### Brief
Lines to restate from the data below: from the one containing "Wanted | a point on the cactus branch, one" to the one containing "Wanted | a point on the blue", both included. Give them again exactly, and only them.

(Dataset items)

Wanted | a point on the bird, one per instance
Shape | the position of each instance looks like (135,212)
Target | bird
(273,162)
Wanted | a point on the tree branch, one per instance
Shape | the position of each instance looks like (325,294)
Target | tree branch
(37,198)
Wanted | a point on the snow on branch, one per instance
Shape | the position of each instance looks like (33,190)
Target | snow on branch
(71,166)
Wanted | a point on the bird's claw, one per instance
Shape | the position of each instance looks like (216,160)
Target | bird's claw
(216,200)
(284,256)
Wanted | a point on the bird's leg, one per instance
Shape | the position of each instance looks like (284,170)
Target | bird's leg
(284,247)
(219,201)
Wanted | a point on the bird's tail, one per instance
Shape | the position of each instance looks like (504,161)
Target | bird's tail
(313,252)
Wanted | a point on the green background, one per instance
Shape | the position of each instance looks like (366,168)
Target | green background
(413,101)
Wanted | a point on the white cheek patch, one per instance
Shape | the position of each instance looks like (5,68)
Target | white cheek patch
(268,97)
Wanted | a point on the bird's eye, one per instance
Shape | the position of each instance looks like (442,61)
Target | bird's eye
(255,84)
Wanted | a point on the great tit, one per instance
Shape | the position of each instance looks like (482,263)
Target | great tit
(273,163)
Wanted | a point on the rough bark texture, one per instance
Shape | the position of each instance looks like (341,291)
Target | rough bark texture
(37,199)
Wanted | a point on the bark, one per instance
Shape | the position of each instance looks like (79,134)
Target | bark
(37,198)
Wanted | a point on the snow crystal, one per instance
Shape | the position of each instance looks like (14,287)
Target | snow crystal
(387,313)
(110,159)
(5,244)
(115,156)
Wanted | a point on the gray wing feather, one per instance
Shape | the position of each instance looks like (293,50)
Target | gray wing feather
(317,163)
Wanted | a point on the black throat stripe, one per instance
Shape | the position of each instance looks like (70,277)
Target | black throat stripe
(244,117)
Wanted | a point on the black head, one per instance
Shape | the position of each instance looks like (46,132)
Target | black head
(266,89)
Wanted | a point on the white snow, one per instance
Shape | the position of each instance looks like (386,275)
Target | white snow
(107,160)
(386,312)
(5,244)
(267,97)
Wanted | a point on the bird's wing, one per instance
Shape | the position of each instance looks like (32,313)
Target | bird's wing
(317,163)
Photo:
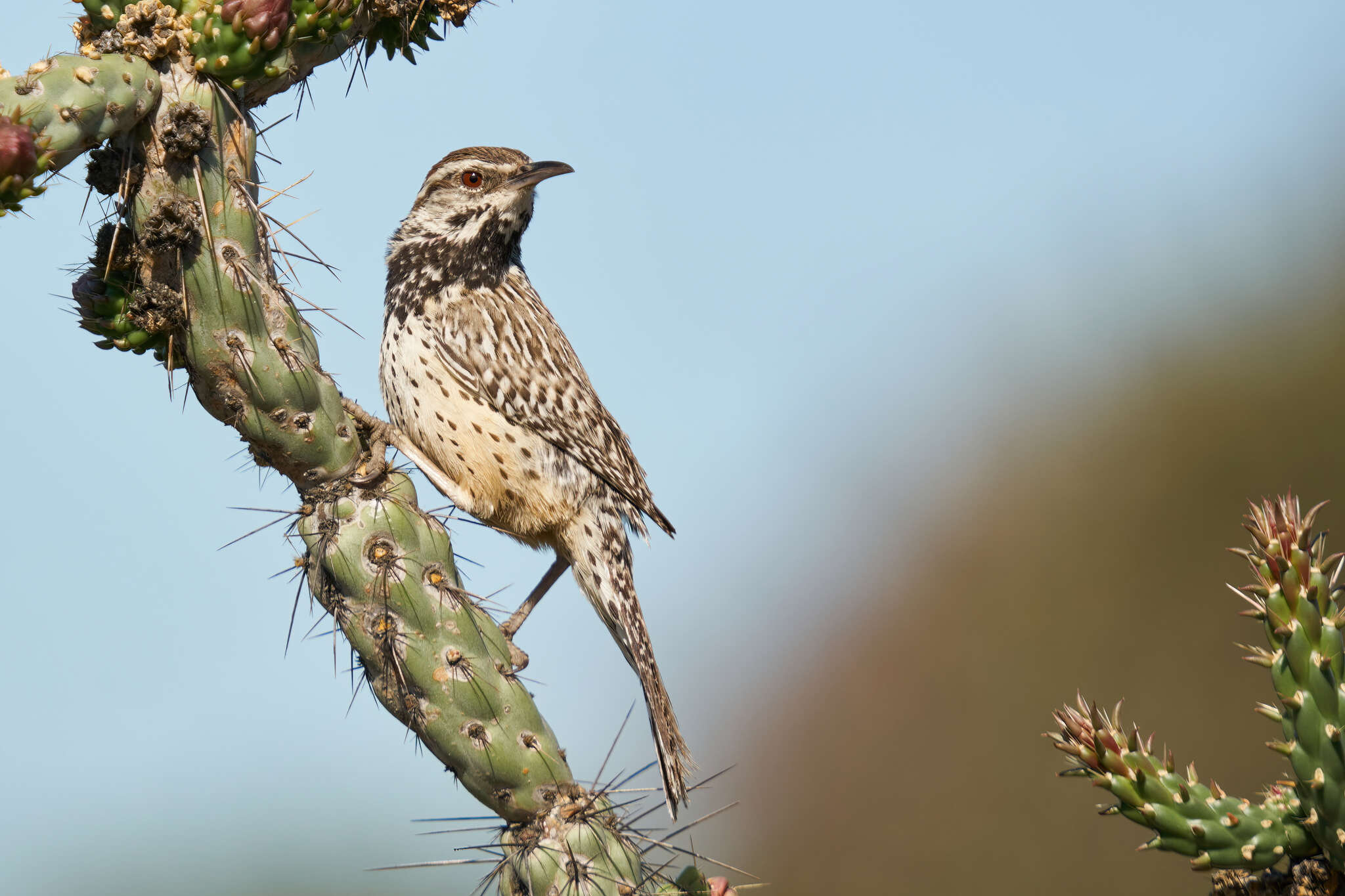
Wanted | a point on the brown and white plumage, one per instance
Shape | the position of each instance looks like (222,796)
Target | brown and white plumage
(479,375)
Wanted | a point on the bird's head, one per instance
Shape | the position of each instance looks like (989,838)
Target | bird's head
(479,192)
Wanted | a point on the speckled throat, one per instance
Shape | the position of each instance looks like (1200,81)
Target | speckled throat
(428,257)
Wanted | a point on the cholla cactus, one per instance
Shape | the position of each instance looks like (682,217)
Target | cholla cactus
(1293,598)
(160,92)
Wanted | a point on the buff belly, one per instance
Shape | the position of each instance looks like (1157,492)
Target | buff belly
(505,473)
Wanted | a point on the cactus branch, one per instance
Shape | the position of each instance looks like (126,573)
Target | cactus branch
(187,272)
(61,108)
(1293,597)
(1187,817)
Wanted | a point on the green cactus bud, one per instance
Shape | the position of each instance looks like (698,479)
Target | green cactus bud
(576,848)
(1308,662)
(70,104)
(1188,817)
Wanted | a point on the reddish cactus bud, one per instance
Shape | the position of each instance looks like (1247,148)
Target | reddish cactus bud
(264,19)
(18,150)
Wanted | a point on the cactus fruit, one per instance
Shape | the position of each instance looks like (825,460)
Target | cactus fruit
(20,160)
(1188,817)
(129,320)
(69,104)
(154,30)
(242,41)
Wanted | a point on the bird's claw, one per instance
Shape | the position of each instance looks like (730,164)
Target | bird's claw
(370,471)
(517,658)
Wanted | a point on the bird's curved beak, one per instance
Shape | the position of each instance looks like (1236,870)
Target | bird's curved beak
(536,172)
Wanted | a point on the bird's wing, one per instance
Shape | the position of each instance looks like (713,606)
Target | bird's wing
(503,344)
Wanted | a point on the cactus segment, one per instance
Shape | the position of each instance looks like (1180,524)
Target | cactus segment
(432,656)
(1294,597)
(1188,817)
(244,41)
(579,847)
(132,322)
(254,360)
(68,104)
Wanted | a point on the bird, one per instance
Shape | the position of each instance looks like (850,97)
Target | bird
(481,379)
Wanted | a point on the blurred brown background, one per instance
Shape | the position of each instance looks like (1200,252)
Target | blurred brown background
(1084,551)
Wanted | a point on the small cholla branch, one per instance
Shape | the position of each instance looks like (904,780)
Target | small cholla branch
(1187,816)
(1294,598)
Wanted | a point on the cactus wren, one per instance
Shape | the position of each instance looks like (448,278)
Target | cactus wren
(478,375)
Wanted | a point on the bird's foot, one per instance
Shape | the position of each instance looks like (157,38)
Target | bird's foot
(518,660)
(369,471)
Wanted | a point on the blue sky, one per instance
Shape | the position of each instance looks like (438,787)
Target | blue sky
(810,255)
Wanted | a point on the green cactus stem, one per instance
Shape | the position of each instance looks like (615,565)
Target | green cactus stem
(252,358)
(1187,817)
(1294,597)
(187,273)
(68,105)
(385,571)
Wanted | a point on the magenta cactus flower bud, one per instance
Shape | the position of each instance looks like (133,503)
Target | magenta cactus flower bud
(18,150)
(265,19)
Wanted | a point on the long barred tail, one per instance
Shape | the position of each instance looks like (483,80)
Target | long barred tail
(603,570)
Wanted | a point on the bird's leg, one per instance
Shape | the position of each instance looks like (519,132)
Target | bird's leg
(378,431)
(512,625)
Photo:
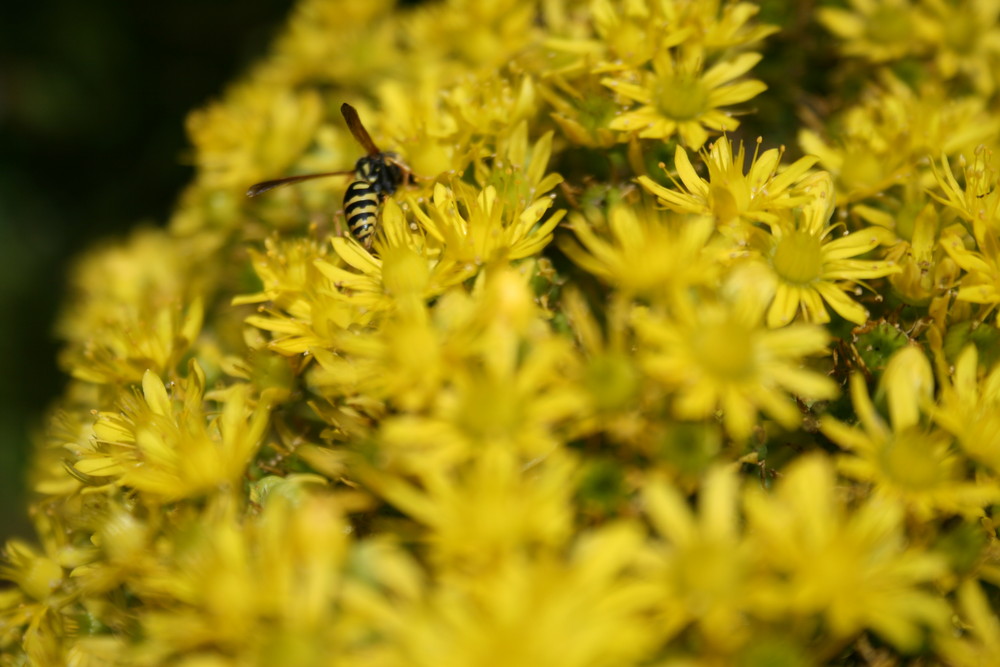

### Answer section
Wanted | a point on the cactus branch, one per instance
Shape | the position of each instance looks like (126,573)
Target | cactus branch
(187,272)
(61,108)
(1293,597)
(1187,817)
Wanted | a point on the green cactus bud, one per instance
Shape | the position of each instance looks like (698,479)
Target | green cactus bud
(576,848)
(1308,662)
(70,104)
(1188,817)
Wanted | a point on the reddish cactus bud, one per instance
Shape | the position of each instance looks like (1247,148)
Target | reddish cactus bud
(264,19)
(18,150)
Wanted | a point on the cactus fruit, one per instance
Shape | the position of each instance looks like (825,460)
Target | cactus fruit
(20,160)
(1188,817)
(129,320)
(69,104)
(154,30)
(242,41)
Wanted | a point on the bird's claw, one per instance
Shape | the position of each instance looks like (730,164)
Target | bird's claw
(370,471)
(517,658)
Wanted | a point on the bird's curved beak, one per instance
Shape | the position of each instance looks like (1236,870)
Target | bird's curved beak
(536,172)
Wanted | a point on the bird's wing, one per instance
Shape | the position of each instance looks like (713,606)
Target | bird's wing
(503,344)
Wanted | a point on the cactus segment, one per instance
Shape | the position of each instance looks like (1180,524)
Target | cactus segment
(432,656)
(1294,597)
(1188,817)
(244,41)
(579,847)
(132,322)
(254,360)
(68,104)
Wanted | a point on the bird, one per instance
Shape | the position of each instance looks like (850,97)
Target | bird
(481,379)
Wanted | a point on the blurred brown background, one per instance
Shape | the position of each instance looks like (1200,252)
Target | blurred brown background
(1084,551)
Wanted | a point on the small cholla branch, one per instance
Shape | the position of each instance looks like (904,780)
Target | small cholla branch
(1187,816)
(1294,598)
Wanted | a point on the cactus wren, one per instance
Shape | the position of each instance looks like (448,278)
Target | cactus wren
(478,375)
Wanted | a point on the bird's foot, one per instance
Shape | the position of each instance looks like (157,38)
Target | bird's foot
(518,660)
(369,471)
Wanted | a point on the blue sky, one per instance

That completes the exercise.